**Given text**
- - -

Apple has agreed to make some changes to its App Store policy as part of a proposed lawsuit settlement which will enable developers to contact customers about alternate payment methods for in-app transactions that will allow them to circumvent Apple’s sizeable commission fee, a move that comes at a time when the iPhone-maker is facing major antitrust and legal challenges around the world.
Is a press release, Apple says it will allow app developers to reach out to their iPhone and iPad customers via email or other communication channels to inform them about alternate payment methods that don’t carry Apple’s fee—something Apple previously did not allow.
One caveat to this allowance is that users will need to consent to the communication and they will have the right to opt-out of receiving such communications.
The proposed settlement also expands the number of price points that developers can charge for subscriptions, in-app purchases, and paid apps.
Apple has also agreed to create a $100 million fund for payouts to small app developers.
The iPhone-maker has also agreed to not raise its commission rate for small developers—which it slashed from 30% to 15% last year—for at least three years.
The proposed changes will have to be approved by a U.S. federal court judge who is also presiding over Epic Games’ lawsuit against Apple.
The Coalition for App Fairness—a group that includes the likes of Spotify and Epic Games as its members issued a statement dismissing Apple’s settlement offer as a “sham.” Meghan DiMuzio the executive director of the group said: “Apple’s sham settlement offer is nothing more than a desperate attempt to avoid the judgment of courts, regulators, and legislators worldwide… If this settlement is approved, app makers will still be barred from communicating about lower prices or offering competing payment options within their apps.”

- - -

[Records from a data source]
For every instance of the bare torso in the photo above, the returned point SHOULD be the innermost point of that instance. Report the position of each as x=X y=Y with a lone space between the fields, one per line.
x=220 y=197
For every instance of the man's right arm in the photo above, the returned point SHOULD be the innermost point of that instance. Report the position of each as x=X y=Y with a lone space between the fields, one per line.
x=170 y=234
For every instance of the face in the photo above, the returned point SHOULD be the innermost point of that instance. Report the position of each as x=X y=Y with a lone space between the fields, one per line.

- - -

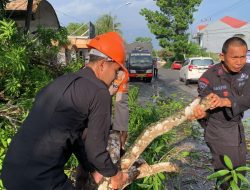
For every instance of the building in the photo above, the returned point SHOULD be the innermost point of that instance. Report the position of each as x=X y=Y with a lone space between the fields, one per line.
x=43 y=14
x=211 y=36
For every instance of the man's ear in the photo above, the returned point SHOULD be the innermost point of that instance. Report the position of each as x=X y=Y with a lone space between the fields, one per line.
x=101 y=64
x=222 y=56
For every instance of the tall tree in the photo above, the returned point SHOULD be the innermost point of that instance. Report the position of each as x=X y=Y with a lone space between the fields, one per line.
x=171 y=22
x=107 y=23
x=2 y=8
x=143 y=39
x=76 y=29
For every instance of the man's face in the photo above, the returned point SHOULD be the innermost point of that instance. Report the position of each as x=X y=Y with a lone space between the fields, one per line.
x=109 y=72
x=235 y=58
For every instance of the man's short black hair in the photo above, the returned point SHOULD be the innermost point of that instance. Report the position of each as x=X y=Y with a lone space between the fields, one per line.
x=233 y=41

- - -

**Written exercise A**
In the article about Apple's App Store settlement, for how long has Apple agreed not to raise its commission rate for small developers?
**Written exercise B**
In the article about Apple's App Store settlement, repeat word for word the passage between "One caveat to" and "small app developers.", inclusive.
**Written exercise C**
Write the next part of the article about Apple's App Store settlement, picking up after its last sentence.
The records are separate from the article about Apple's settlement.

**Exercise answer A**
At least three years.

**Exercise answer B**
One caveat to this allowance is that users will need to consent to the communication and they will have the right to opt-out of receiving such communications.
The proposed settlement also expands the number of price points that developers can charge for subscriptions, in-app purchases, and paid apps.
Apple has also agreed to create a $100 million fund for payouts to small app developers.

**Exercise answer C**
“We truly are proud that a case brought by two developers, standing in the shoes of tens of thousands of U.S. iOS developers, could help to bring about so much important change,” Steve Berman, a lawyer for the plaintiffs in the suit, told the New York Times.
Apple’s settlement appears to be a rather minor concession from the world’s richest company as its App Store business practices face increasing antitrust scrutiny worldwide. Some app makers, like Spotify, already block new customers from signing up for subscriptions inside their iOS app. In the past, the music streamer has also sent out emails urging existing subscribers to ditch Apple’s payment system for a discount. Apple’s new proposal will simply formalize this for all developers. The company, however, made no concessions about payment methods within iOS itself, and app developers are still forced to only use Apple’s payment system for all in-app transactions taking place on an iPhone or iPad. The proposed settlement comes at a time when Apple is awaiting a decision from a federal judge in a separate lawsuit filed by Fortnite-developer Epic Games which seeks to allow developers to circumvent Apple’s App Store commissions altogether.
On Wednesday, a South Korean parliamentary committee voted to move forward a key legislative amendment that would ban Apple and Google from forcibly charging app developers a commission on all add-on purchases by requiring them to use their proprietary payment systems. Previously this month, a group of bipartisan U.S. senators introduced a similar bill that would bar companies from forcing their payment system on app developers. Last year, the European Union unveiled a set of proposals that would force the likes of Apple and Google to divest parts of their business if they fail to adhere to fair competition rules.
Apple Settlement Gives App Developers a Way to Avoid Its Commission (New York Times)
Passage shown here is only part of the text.